[Stored data entries]
++++++++++
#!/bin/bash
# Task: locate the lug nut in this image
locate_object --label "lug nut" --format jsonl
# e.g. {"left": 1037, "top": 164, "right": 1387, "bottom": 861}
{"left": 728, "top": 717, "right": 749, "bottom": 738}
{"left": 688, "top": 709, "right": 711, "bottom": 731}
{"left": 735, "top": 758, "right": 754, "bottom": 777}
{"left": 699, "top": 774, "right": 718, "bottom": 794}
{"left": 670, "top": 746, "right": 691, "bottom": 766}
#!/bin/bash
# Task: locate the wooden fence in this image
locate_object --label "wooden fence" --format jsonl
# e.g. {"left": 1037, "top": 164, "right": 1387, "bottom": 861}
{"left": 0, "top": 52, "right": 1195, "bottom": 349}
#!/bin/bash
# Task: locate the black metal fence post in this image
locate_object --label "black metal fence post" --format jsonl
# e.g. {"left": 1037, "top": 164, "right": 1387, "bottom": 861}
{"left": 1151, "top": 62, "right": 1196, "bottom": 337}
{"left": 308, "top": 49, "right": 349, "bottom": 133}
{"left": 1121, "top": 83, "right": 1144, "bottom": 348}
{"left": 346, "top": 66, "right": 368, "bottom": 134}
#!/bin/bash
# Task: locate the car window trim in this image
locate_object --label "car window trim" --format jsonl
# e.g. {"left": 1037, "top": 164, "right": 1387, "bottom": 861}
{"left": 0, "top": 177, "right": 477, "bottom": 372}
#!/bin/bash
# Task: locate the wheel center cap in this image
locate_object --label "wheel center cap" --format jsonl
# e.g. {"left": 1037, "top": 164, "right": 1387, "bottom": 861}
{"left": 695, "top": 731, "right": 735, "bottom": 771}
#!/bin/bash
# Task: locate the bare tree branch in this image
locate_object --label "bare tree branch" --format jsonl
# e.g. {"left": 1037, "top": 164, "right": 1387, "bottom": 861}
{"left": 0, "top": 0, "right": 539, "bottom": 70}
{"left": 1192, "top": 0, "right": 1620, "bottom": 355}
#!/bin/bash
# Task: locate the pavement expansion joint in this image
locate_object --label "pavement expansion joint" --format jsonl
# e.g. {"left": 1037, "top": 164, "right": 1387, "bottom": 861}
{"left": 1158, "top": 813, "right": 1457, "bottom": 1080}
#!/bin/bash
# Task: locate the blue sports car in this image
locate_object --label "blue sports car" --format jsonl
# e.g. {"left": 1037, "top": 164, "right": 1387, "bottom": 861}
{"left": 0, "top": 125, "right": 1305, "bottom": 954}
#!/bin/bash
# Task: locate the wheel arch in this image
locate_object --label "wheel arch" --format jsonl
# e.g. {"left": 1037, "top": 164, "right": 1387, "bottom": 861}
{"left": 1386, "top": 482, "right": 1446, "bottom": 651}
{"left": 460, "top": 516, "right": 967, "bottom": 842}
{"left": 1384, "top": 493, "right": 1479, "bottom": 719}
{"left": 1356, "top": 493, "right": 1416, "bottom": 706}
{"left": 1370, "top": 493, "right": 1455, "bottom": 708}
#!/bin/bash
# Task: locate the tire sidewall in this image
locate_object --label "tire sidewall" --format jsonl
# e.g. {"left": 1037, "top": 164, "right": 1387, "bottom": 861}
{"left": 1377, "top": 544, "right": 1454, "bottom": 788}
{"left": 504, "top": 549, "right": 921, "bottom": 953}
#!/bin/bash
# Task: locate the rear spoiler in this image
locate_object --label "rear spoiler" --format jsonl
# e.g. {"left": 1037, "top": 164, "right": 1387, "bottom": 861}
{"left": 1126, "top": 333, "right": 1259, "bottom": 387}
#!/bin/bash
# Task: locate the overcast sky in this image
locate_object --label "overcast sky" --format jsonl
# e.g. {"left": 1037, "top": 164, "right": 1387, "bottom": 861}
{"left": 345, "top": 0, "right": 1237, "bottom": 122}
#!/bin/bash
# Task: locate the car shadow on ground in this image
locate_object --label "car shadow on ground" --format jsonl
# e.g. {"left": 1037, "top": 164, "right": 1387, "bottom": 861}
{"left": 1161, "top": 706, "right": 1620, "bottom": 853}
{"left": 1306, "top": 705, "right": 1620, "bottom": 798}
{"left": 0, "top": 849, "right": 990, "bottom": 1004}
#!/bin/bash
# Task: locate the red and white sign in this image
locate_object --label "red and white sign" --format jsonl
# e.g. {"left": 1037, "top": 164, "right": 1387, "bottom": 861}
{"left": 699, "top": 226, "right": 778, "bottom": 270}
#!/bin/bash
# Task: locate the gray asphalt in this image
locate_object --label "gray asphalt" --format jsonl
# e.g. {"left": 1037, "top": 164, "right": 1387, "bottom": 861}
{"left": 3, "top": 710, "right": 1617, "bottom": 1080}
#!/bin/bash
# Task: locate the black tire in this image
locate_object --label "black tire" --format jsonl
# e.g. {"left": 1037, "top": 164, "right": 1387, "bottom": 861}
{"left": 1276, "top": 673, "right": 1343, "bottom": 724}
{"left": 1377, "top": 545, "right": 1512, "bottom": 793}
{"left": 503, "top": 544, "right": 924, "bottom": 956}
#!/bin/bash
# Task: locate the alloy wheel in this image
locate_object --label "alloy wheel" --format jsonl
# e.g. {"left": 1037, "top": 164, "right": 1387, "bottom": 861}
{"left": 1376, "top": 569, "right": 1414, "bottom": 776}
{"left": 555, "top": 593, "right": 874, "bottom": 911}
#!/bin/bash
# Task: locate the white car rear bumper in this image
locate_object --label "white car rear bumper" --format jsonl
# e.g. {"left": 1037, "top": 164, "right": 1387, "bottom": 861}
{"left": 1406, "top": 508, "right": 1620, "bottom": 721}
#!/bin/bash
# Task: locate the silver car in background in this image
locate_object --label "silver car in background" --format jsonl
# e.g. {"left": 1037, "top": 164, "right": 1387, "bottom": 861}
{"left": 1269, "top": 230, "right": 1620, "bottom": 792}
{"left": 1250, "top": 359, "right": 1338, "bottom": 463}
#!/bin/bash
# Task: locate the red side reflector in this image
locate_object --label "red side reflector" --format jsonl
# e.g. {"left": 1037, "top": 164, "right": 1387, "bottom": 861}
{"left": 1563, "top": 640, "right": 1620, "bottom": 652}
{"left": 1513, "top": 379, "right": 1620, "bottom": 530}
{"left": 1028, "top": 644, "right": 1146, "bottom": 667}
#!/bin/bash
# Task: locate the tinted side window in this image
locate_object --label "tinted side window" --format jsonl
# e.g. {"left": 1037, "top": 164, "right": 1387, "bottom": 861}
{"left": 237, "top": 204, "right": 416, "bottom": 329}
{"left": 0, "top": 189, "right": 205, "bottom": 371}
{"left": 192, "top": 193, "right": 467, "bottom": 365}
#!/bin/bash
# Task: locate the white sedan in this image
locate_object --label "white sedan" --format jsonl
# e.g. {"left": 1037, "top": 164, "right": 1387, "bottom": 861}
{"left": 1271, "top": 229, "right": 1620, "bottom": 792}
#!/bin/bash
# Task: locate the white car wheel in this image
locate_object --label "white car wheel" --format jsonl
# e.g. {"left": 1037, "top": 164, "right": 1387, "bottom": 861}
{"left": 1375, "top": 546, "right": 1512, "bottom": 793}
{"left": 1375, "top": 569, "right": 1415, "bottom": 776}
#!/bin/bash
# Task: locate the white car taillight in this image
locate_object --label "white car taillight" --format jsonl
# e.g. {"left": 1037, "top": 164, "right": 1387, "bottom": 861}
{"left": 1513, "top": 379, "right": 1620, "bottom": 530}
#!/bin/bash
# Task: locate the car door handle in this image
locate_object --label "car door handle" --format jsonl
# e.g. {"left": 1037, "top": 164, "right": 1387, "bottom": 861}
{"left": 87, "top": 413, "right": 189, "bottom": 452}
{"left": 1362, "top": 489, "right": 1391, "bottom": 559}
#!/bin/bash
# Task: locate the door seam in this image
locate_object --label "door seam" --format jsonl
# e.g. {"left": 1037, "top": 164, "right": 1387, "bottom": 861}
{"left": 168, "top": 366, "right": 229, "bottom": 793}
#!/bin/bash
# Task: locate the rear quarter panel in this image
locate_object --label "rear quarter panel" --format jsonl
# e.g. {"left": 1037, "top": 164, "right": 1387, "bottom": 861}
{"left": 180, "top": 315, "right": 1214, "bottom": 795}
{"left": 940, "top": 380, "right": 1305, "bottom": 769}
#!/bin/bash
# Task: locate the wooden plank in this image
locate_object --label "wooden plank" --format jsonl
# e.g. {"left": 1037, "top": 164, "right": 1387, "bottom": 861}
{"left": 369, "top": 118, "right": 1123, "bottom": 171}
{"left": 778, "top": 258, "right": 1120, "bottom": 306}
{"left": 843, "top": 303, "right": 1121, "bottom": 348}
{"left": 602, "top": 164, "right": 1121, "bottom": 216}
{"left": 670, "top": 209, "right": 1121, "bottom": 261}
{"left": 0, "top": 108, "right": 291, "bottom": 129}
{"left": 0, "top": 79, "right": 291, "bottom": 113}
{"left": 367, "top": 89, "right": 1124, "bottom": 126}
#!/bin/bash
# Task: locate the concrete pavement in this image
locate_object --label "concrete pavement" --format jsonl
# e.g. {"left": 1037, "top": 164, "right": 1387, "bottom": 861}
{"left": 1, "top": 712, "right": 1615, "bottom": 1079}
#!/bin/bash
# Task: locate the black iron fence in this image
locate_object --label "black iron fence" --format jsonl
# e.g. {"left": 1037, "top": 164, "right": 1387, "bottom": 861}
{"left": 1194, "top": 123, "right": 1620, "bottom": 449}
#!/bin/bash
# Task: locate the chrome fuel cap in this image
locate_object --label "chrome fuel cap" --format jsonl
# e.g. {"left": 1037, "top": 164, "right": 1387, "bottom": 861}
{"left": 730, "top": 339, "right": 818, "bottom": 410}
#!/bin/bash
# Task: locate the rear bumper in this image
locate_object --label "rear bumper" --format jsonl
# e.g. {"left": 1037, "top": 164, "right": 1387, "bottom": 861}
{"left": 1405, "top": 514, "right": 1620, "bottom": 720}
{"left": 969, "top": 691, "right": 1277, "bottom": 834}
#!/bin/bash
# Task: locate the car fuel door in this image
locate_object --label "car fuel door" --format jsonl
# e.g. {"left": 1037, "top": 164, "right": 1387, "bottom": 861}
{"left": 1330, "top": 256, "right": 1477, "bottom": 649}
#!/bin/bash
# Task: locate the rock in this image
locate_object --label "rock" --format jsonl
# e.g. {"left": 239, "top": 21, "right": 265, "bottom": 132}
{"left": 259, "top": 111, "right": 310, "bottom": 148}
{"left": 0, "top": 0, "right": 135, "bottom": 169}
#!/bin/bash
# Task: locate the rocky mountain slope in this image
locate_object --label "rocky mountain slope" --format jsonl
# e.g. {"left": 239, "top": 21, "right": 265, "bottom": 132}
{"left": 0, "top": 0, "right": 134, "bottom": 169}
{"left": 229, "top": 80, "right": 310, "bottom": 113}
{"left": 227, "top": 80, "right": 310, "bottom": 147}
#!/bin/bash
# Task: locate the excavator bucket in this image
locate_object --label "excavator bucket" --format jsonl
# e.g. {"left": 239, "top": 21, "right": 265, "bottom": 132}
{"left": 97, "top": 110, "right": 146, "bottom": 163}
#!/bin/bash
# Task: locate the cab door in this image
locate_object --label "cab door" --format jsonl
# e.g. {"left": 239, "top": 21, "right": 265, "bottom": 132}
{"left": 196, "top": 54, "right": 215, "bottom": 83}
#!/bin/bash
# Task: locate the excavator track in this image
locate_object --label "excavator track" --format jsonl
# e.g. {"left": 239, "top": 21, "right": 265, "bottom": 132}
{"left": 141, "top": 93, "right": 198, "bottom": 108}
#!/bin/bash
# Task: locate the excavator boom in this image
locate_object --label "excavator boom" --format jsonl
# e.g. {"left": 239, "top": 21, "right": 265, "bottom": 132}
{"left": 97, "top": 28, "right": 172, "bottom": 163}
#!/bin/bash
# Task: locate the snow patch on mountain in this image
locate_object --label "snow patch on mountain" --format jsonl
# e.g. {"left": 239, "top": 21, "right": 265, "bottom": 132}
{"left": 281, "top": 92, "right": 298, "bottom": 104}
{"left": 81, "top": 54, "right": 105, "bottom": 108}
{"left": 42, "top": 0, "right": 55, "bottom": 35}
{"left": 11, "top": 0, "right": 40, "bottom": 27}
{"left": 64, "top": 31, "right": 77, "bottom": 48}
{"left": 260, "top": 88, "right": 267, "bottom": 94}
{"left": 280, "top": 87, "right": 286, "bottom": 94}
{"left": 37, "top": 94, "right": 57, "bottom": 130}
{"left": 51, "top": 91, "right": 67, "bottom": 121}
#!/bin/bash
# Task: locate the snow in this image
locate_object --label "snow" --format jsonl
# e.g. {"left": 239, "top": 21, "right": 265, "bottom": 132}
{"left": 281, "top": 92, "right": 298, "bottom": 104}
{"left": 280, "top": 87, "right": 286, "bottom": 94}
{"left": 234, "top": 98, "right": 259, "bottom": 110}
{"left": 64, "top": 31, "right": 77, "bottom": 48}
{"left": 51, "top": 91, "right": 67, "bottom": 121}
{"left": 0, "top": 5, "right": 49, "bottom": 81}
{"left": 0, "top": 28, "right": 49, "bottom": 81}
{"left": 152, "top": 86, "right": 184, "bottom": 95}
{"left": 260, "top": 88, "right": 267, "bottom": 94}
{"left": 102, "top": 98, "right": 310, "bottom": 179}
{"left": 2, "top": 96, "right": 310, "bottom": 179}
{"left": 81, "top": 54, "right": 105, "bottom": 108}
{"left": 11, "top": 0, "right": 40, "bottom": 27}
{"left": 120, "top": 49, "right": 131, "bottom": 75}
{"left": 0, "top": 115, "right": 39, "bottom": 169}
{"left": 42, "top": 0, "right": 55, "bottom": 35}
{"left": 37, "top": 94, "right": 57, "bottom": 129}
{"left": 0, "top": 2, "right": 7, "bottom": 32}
++++++++++
• INSTRUCTIONS FOR THE TASK
Take the line above containing "# Task: locate the wooden plank in this image", the line containing "# Task: locate the concrete", and all lines in between, and copy them exactly without anything else.

• EXERCISE SOLUTION
# Task: locate the wooden plank in this image
locate_object --label "wooden plank" --format jsonl
# e.g. {"left": 1037, "top": 164, "right": 1387, "bottom": 861}
{"left": 369, "top": 118, "right": 1123, "bottom": 171}
{"left": 778, "top": 258, "right": 1120, "bottom": 306}
{"left": 843, "top": 303, "right": 1121, "bottom": 348}
{"left": 602, "top": 164, "right": 1121, "bottom": 216}
{"left": 670, "top": 209, "right": 1121, "bottom": 261}
{"left": 0, "top": 108, "right": 291, "bottom": 129}
{"left": 0, "top": 79, "right": 291, "bottom": 113}
{"left": 367, "top": 89, "right": 1124, "bottom": 126}
#!/bin/bash
# Task: locate the concrete pavement in this image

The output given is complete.